Task brief » Convert every line of the records below into a JSON list of strings, one string per line, and leave out blank lines.

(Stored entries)

• • • •

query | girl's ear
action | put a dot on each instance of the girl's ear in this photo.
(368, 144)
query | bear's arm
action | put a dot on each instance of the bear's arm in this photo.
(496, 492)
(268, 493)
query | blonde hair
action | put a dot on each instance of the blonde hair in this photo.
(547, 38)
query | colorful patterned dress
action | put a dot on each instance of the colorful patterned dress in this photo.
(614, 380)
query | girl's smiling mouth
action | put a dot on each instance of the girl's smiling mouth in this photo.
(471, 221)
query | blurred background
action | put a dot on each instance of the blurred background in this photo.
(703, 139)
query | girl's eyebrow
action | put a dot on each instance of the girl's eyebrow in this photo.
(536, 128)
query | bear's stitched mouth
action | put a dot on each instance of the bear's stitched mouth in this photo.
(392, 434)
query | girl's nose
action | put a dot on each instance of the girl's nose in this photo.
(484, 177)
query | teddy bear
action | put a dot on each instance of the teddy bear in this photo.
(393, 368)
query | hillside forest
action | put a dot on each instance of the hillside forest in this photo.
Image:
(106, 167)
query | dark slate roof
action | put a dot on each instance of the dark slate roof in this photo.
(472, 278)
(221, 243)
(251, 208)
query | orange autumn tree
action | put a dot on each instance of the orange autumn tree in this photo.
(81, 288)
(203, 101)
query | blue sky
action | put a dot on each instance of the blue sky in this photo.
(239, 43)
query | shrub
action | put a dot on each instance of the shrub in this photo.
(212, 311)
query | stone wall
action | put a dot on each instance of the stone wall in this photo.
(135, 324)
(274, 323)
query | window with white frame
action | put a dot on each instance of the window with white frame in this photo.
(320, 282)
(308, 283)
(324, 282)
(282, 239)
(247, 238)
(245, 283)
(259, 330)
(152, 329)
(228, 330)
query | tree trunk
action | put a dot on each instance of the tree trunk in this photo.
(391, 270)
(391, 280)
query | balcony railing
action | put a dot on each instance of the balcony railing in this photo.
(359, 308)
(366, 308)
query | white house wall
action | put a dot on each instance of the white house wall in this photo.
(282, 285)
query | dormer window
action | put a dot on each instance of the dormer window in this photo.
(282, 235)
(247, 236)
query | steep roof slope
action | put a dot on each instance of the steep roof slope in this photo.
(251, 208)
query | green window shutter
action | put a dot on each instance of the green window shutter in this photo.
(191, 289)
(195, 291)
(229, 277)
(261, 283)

• • • •

Response to the exercise »
[
  "query | girl's ear",
  "action | put a dot on each instance of the girl's ear in this photo.",
  "(368, 144)",
  "query | bear's arm",
  "action | put a dot on each instance of the bear's arm in this photo.",
  "(496, 492)",
  "(268, 493)",
  "query | blonde hair",
  "action | put a dot on each instance of the blonde hair in this photo.",
  "(547, 38)",
  "query | colorful patterned dress",
  "action | put a dot on each instance of the colorful patterned dress in this photo.",
  "(614, 380)",
  "query | girl's smiling mouth",
  "action | put a dot on each instance of the girl's smiling mouth in this photo.",
  "(471, 221)",
  "query | blurred background",
  "action | put a dot on each instance of the blurred background in this photo.",
  "(703, 139)",
  "query | girl's eyebrow",
  "action | put a dot on each instance of the girl's eyebrow in this photo.",
  "(536, 128)",
  "query | bear's stitched mouth",
  "action | put a dot on each instance of the bear's stitched mouth in this photo.",
  "(392, 434)",
  "query | girl's nose",
  "action | put a dot on each instance of the girl's nose in this photo.",
  "(484, 177)",
  "query | teddy bear",
  "action | put a dot on each instance of the teddy bear in this photo.",
  "(393, 368)",
  "query | hillside forest",
  "action | put a dot on each instance of the hillside forest in this photo.",
  "Image:",
  "(106, 167)",
  "query | dark slate roof",
  "action | put a dot on each instance of the dark slate roof in this photo.",
  "(472, 278)",
  "(221, 243)",
  "(251, 208)",
  "query | orange autumn tree",
  "action | put a dot on each instance of the orange autumn tree in this photo.",
  "(81, 288)",
  "(203, 101)",
  "query | blue sky",
  "action | put a dot on each instance of the blue sky in this photo.",
  "(239, 43)",
  "query | shrub",
  "action | put a dot on each instance of the shrub in this photo.",
  "(212, 311)",
  "query | stone wall",
  "action | put a dot on each instance of the stone wall in this photo.",
  "(135, 324)",
  "(274, 323)",
  "query | window with white frame",
  "action | put a dot on each instance of the window with white frame in this photo.",
  "(320, 282)",
  "(308, 283)",
  "(324, 282)",
  "(282, 239)",
  "(247, 238)",
  "(245, 283)",
  "(259, 330)",
  "(152, 329)",
  "(228, 330)",
  "query | tree trunk",
  "action | put a dot on each instance of the tree trunk in this photo.",
  "(391, 270)",
  "(391, 280)",
  "query | balcony railing",
  "action | put a dot on each instance of the balcony railing in this photo.",
  "(359, 308)",
  "(366, 308)",
  "query | white house wall",
  "action | put a dot on each instance of the white house wall in this photo.",
  "(282, 285)",
  "query | dormer window",
  "action | put a dot on each instance of the dormer window in this photo.",
  "(282, 235)",
  "(247, 236)",
  "query | steep roof slope",
  "action | put a dot on each instance of the steep roof slope in this photo.",
  "(251, 208)",
  "query | green window shutter",
  "action | put a dot on each instance of the green window shutter in this photo.",
  "(191, 289)",
  "(195, 291)",
  "(229, 277)",
  "(261, 283)"
]